##### Items #####

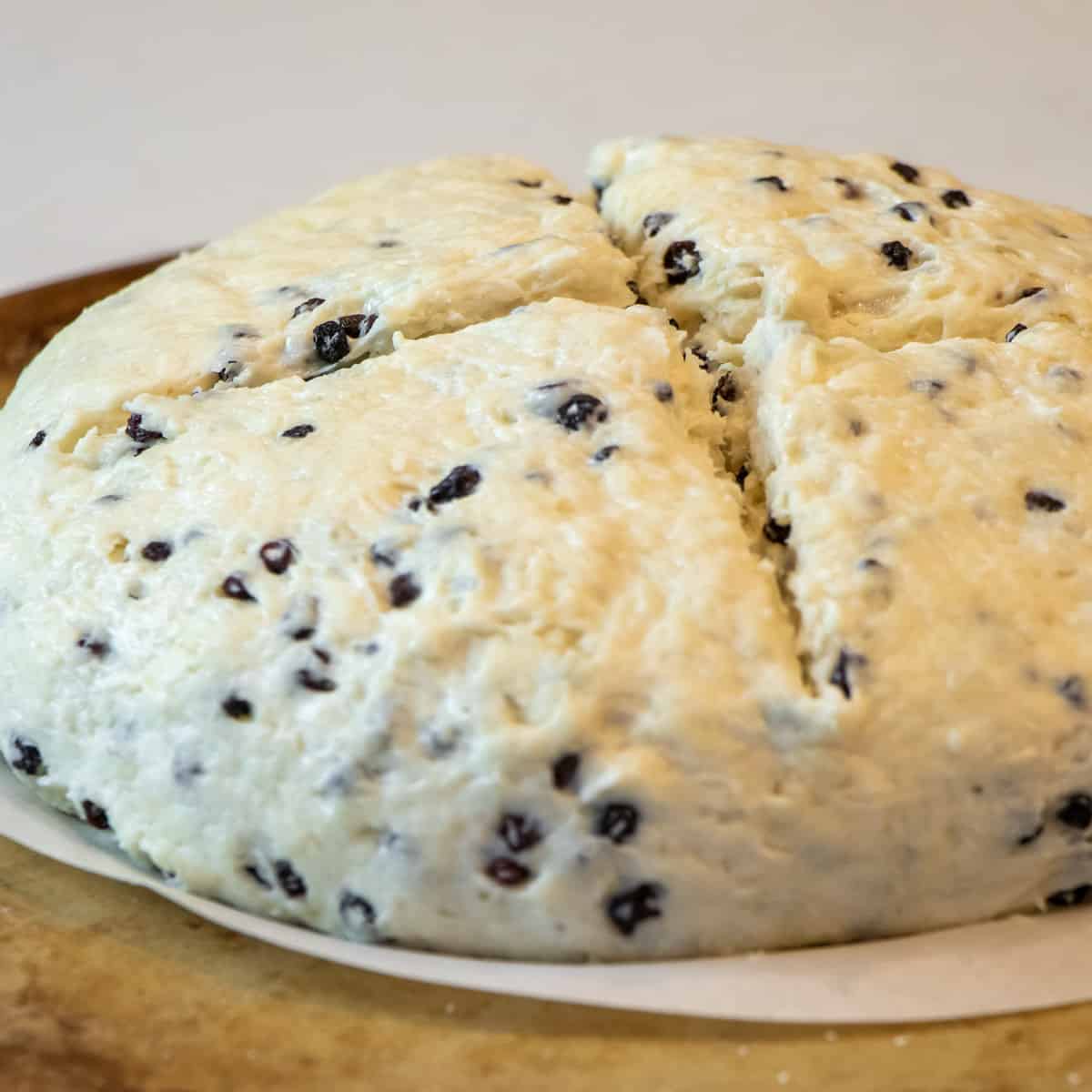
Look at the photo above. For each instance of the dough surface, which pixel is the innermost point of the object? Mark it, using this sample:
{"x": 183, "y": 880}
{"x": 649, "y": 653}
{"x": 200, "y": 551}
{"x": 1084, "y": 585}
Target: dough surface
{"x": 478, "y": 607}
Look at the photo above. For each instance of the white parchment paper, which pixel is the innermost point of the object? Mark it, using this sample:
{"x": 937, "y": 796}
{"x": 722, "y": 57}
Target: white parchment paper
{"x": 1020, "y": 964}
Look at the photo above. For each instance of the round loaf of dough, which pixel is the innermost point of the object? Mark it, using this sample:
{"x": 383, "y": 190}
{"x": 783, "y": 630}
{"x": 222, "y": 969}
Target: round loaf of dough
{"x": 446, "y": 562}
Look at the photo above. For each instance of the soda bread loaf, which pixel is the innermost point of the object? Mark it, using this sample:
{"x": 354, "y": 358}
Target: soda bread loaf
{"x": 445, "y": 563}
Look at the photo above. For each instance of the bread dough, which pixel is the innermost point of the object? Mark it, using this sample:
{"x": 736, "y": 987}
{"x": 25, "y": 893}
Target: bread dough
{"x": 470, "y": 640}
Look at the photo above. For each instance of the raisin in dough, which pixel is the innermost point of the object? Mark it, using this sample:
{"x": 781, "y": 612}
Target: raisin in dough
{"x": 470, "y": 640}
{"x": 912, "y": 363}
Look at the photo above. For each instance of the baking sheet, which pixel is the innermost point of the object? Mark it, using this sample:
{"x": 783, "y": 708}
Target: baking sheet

#####

- _What is required_
Rewrite every entry with "innermost" swapped for "central" and everything else left the same. Leave the pictures out.

- _Answer to the problem_
Look at the photo above. For each instance of the dough surface, which pixel is the central point of the object? Mark it, using this sample:
{"x": 183, "y": 880}
{"x": 649, "y": 653}
{"x": 200, "y": 551}
{"x": 1084, "y": 585}
Target: dough surface
{"x": 478, "y": 607}
Look at the photo above. For each instance of the white parchment paper, which pixel is the central point of the object? Mark it, using this sample:
{"x": 937, "y": 796}
{"x": 722, "y": 57}
Target: white parchment paper
{"x": 1020, "y": 964}
Look at the photo above. For each instance of the round loaf of dough, which pixel is the central point of the object? Mark it, using this sample:
{"x": 383, "y": 190}
{"x": 783, "y": 630}
{"x": 222, "y": 969}
Target: round loaf of dough
{"x": 446, "y": 562}
Look at the photo above. For each instance of the soda bread loaf, which pixel is the central point of the object? Mark it, using this sample:
{"x": 354, "y": 358}
Target: soda bread loaf
{"x": 445, "y": 563}
Look at the photo above. For each instance of the bread dough, which pixel is the central point of the object? Mark it, using this sample:
{"x": 736, "y": 987}
{"x": 25, "y": 893}
Target: bread dough
{"x": 470, "y": 640}
Look at the photo above. For each instance of the raisin in dough, which pixel is the central point of the object? Mark it, using this sample:
{"x": 781, "y": 612}
Target: raisin in dough
{"x": 470, "y": 640}
{"x": 912, "y": 363}
Look at the photo above. For each instance of the baking sheet, which pixel is the central point of the object? Mark it, using this sample:
{"x": 783, "y": 708}
Target: baking sheet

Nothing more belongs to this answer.